• **Excerpt to read**
+ + +

# Modelling

## 1. Setup

In [1]:
import pandas as pd
import numpy as np
import seaborn as sns
import matplotlib.pyplot as plt
from summarytools import dfSummary

from env_setup import *

pd.set_option('display.max_columns', None)

In [2]:
# Load data
X_test = pd.read_csv(fr"{dataout}//{dataset}_us_test.csv")
y_test = X_test[['Churned']]
X_test.drop(columns=['Churned'], inplace=True)

X_train = pd.read_csv(fr"{dataout}//{dataset}_us_train.csv")
y_train = X_train[['Churned']]
X_train.drop(columns=['Churned'], inplace=True)

In [3]:
X_train.columns

Index(['Age', 'Income', 'Tenure', 'NumSupportCalls', 'NumComplaints',
       'Purchase', 'Refund', 'Subscription Renewal', 'Support Fee', 'Upgrade',
       'txn_mean', 'txn_count', 'Age_norm', 'Income_norm', 'Tenure_norm',
       'NumSupportCalls_norm', 'NumComplaints_norm', 'Purchase_norm',
       'Refund_norm', 'Subscription Renewal_norm', 'Support Fee_norm',
       'Upgrade_norm', 'txn_mean_norm', 'txn_count_norm', 'Gender_Female',
       'Gender_Male', 'Location_Rural', 'Location_Suburban', 'Location_Urban'],
      dtype='object')

+ + +

• **Short task 1**
Answer these questions about the churn modelling notebook:
(a) Which column is split off from both loaded files and kept as the target?
(b) Which pandas display option is set to None?
(c) Which three Location columns appear in the training column list?
• **Short task 2**
Carry the churn modelling notebook forward with the next cell or two after the printed column list.

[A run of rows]
+ + +

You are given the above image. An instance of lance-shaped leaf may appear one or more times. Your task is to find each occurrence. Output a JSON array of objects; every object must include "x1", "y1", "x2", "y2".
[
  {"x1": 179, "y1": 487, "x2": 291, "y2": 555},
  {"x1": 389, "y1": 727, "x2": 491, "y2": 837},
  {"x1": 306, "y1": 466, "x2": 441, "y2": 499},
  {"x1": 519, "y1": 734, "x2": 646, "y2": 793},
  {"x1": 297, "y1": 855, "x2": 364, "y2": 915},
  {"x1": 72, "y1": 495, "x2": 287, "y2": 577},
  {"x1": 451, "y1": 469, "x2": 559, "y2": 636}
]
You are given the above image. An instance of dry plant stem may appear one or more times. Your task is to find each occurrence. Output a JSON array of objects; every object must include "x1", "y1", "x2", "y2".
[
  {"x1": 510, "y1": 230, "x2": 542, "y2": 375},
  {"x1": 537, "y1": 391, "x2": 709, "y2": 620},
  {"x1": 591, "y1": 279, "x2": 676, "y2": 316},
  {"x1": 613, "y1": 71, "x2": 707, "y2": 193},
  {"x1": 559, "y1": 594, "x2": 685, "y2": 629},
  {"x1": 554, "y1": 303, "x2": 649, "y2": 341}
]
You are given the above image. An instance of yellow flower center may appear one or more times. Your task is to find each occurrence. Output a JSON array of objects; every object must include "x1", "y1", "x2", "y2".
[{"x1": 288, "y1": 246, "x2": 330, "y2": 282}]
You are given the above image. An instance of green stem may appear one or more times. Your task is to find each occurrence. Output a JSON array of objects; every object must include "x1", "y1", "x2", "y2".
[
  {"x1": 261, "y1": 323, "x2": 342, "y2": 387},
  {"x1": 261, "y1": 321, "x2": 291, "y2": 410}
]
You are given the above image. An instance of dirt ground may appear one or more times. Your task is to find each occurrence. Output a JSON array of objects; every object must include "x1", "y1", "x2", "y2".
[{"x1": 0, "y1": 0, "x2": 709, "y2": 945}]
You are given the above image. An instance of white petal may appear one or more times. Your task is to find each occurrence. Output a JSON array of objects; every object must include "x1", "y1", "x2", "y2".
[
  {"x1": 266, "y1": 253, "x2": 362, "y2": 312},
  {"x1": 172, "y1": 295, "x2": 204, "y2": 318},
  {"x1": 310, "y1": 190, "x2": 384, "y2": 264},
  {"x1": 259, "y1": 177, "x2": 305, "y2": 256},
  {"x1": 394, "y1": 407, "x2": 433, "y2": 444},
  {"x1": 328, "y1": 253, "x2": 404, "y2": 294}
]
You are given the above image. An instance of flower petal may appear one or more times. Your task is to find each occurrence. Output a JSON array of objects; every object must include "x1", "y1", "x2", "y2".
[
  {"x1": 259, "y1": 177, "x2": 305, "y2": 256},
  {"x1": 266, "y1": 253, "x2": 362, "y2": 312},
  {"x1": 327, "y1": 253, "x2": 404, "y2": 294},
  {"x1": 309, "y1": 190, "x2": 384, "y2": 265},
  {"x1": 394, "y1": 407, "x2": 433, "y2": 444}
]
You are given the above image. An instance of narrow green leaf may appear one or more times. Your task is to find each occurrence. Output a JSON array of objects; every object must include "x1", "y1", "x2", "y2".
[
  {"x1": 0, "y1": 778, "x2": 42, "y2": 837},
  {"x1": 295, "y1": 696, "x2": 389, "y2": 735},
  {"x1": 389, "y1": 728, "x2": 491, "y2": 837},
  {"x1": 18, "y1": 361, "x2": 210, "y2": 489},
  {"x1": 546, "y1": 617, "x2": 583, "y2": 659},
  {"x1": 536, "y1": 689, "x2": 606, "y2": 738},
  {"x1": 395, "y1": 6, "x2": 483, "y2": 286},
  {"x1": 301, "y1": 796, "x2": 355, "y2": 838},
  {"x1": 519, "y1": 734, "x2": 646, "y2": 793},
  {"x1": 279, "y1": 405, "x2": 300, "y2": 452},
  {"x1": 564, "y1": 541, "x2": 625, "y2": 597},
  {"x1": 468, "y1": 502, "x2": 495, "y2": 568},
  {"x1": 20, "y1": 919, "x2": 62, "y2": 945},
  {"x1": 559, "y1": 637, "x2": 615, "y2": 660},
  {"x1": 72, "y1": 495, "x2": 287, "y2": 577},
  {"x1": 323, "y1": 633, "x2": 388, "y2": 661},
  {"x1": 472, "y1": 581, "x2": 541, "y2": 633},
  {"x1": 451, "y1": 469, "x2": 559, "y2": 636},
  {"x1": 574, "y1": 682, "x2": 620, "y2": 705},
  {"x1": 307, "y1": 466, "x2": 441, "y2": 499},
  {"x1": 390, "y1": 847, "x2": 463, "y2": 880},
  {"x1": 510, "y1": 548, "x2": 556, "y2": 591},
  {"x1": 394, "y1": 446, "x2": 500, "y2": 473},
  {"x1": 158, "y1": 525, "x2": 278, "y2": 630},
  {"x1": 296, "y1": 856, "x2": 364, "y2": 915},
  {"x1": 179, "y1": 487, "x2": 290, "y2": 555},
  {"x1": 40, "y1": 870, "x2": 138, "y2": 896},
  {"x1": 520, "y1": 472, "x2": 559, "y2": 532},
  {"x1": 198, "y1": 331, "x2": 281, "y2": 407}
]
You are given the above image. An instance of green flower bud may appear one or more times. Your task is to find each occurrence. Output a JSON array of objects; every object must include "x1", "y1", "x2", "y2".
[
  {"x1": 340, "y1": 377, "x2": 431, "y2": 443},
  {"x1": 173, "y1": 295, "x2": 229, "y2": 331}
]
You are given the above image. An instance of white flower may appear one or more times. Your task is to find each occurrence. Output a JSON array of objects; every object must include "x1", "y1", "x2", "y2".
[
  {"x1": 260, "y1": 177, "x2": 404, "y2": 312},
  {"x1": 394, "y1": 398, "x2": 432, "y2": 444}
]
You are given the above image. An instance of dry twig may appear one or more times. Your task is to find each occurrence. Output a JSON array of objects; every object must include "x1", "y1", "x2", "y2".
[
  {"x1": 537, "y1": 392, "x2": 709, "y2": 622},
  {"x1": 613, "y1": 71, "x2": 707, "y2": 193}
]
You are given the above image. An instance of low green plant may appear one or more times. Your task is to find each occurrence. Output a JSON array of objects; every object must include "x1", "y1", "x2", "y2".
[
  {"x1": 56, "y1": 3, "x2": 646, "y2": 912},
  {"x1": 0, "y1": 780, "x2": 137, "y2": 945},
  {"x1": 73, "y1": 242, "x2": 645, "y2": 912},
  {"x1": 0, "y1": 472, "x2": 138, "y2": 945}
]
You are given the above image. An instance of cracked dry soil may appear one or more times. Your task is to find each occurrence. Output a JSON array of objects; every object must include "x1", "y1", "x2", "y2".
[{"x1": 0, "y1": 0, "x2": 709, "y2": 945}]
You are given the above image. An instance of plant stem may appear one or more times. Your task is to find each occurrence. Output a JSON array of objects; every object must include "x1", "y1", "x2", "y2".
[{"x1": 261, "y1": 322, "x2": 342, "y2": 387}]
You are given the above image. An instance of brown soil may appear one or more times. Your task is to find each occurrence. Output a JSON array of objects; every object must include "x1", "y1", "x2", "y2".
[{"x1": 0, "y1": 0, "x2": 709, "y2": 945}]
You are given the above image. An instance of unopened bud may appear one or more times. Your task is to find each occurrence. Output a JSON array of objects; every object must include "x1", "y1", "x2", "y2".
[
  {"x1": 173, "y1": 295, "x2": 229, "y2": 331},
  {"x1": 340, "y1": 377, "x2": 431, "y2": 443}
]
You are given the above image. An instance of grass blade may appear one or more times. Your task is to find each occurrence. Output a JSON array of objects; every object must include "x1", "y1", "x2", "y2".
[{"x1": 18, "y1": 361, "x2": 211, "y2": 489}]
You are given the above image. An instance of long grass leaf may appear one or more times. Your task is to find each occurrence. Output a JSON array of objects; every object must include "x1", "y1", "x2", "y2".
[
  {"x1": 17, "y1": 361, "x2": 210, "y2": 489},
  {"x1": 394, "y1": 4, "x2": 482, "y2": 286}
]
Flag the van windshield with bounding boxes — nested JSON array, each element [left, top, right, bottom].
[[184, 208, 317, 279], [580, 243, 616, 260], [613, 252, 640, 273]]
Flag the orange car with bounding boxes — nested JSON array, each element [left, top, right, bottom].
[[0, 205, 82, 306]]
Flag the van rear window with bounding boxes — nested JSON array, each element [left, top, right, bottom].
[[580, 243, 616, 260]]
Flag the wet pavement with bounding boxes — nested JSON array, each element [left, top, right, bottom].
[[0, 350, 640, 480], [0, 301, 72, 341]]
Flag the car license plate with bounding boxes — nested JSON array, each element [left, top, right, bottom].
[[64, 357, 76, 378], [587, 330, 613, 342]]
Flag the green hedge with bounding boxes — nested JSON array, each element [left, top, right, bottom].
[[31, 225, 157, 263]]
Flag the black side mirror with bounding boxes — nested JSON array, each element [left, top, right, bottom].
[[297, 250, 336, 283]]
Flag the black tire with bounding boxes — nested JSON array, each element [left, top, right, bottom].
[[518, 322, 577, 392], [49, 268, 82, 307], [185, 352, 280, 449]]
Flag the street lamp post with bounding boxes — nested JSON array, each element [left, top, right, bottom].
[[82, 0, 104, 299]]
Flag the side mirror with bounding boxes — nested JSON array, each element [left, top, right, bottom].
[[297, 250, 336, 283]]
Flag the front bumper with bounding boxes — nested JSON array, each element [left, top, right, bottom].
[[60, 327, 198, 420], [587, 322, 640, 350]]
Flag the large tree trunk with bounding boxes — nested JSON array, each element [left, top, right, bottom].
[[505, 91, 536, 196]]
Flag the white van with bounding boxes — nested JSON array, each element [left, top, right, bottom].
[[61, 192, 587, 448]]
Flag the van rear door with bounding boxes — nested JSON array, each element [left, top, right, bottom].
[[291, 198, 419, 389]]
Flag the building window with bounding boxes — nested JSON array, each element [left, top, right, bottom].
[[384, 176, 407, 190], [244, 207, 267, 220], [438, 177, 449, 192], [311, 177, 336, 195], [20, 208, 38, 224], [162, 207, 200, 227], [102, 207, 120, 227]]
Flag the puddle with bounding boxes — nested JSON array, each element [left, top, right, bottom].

+ + +

• **Answer 1**
(a) Churned
(b) 'display.max_columns'
(c) Location_Rural, Location_Suburban, Location_Urban

• **Answer 2**
In [4]:
# Original vs Binned columns
l_cols_num = [
    'Age', 'Income', 'Tenure', 'NumSupportCalls', 'NumComplaints',
    'Purchase', 'Refund', 'Subscription Renewal', 'Support Fee', 'Upgrade',
    'txn_mean', 'txn_count'
    ]

l_cols_cat = [
    #'Gender_Female', 
    'Gender_Male', 
    'Location_Rural', 'Location_Suburban', 
    #'Location_Urban',
    ]

l_cols_norm = [
    'Age_norm', 'Income_norm', 'Tenure_norm',
    'NumSupportCalls_norm', 'NumComplaints_norm', 'Purchase_norm',
    'Refund_norm', 'Subscription Renewal_norm', 'Support Fee_norm',
    'Upgrade_norm', 'txn_mean_norm', 'txn_count_norm'
    ]

## 2. Baseline Models

### 2.1. Logistic Regression

In [5]:
import pandas as pd
import statsmodels.api as sm 
from sklearn.metrics import classification_report, f1_score

class logistic_regression:
    def __init__(self, y_train, x_train, cols, name, y=y_test, x=X_test):
        self.name = name
        self.y_train = y_train
        self.x_train = x_train
        self.y = y_test
        self.x = X_test
        self.cols = cols
        self.model = sm.Logit(self.y_train, self.x_train[cols]).fit()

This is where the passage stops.